__Task details__
Extract every line in the rows below that contains the string "shirt". Match case exactly.

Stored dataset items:
____________

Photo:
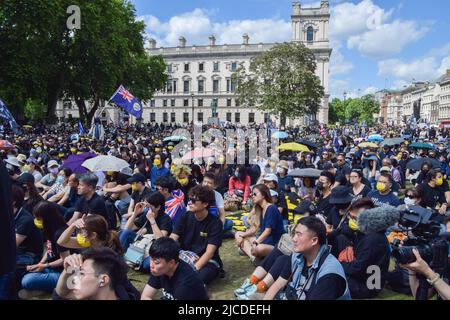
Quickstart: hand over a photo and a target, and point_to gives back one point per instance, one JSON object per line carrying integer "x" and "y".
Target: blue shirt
{"x": 272, "y": 219}
{"x": 389, "y": 199}
{"x": 157, "y": 173}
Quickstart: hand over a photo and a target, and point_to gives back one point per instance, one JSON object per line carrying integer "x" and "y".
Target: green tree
{"x": 281, "y": 81}
{"x": 44, "y": 60}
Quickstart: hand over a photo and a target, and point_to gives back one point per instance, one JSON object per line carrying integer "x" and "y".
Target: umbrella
{"x": 280, "y": 135}
{"x": 416, "y": 164}
{"x": 368, "y": 145}
{"x": 307, "y": 143}
{"x": 174, "y": 138}
{"x": 421, "y": 145}
{"x": 305, "y": 173}
{"x": 5, "y": 144}
{"x": 75, "y": 161}
{"x": 292, "y": 146}
{"x": 105, "y": 163}
{"x": 375, "y": 138}
{"x": 393, "y": 142}
{"x": 199, "y": 153}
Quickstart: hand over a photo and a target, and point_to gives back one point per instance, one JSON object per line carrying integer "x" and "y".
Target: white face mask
{"x": 409, "y": 201}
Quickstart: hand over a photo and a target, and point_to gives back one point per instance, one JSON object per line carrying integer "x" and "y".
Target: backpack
{"x": 138, "y": 251}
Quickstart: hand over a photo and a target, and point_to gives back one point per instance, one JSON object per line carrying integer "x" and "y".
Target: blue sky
{"x": 376, "y": 44}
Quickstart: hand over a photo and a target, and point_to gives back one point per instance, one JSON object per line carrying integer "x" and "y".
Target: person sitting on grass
{"x": 270, "y": 229}
{"x": 200, "y": 232}
{"x": 98, "y": 273}
{"x": 175, "y": 277}
{"x": 270, "y": 269}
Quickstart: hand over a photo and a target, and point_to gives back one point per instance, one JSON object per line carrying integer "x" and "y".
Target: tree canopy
{"x": 281, "y": 81}
{"x": 44, "y": 61}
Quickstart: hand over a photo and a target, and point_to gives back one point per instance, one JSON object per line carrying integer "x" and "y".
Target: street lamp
{"x": 192, "y": 97}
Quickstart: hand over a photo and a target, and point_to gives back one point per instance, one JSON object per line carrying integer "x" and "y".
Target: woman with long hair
{"x": 44, "y": 275}
{"x": 92, "y": 231}
{"x": 260, "y": 244}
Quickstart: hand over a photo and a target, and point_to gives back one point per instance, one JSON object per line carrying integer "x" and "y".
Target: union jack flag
{"x": 175, "y": 206}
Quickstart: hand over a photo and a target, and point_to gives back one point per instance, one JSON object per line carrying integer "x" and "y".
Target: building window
{"x": 215, "y": 86}
{"x": 201, "y": 86}
{"x": 310, "y": 34}
{"x": 186, "y": 86}
{"x": 251, "y": 117}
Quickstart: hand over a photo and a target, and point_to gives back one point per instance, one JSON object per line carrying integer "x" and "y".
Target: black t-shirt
{"x": 185, "y": 284}
{"x": 432, "y": 195}
{"x": 196, "y": 235}
{"x": 95, "y": 205}
{"x": 163, "y": 221}
{"x": 329, "y": 287}
{"x": 34, "y": 240}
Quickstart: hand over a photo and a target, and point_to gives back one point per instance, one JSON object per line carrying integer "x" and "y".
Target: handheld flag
{"x": 80, "y": 127}
{"x": 5, "y": 114}
{"x": 124, "y": 99}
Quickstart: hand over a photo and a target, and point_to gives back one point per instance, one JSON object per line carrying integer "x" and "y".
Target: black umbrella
{"x": 416, "y": 164}
{"x": 305, "y": 173}
{"x": 307, "y": 143}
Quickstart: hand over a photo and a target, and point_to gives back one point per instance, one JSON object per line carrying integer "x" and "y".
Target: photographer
{"x": 433, "y": 278}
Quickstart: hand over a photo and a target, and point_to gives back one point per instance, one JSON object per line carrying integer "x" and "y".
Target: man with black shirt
{"x": 313, "y": 273}
{"x": 200, "y": 232}
{"x": 90, "y": 202}
{"x": 434, "y": 192}
{"x": 174, "y": 276}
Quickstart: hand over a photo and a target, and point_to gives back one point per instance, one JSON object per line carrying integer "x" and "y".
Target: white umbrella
{"x": 105, "y": 163}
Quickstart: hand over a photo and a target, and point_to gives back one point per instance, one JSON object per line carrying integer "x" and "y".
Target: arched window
{"x": 310, "y": 34}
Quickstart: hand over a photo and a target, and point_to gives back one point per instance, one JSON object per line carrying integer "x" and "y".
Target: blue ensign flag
{"x": 5, "y": 114}
{"x": 123, "y": 98}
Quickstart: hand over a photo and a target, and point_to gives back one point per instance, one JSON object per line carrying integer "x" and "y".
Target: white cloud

____________

__Written answer__
Target: blue shirt
Target: black t-shirt
Target: man with black shirt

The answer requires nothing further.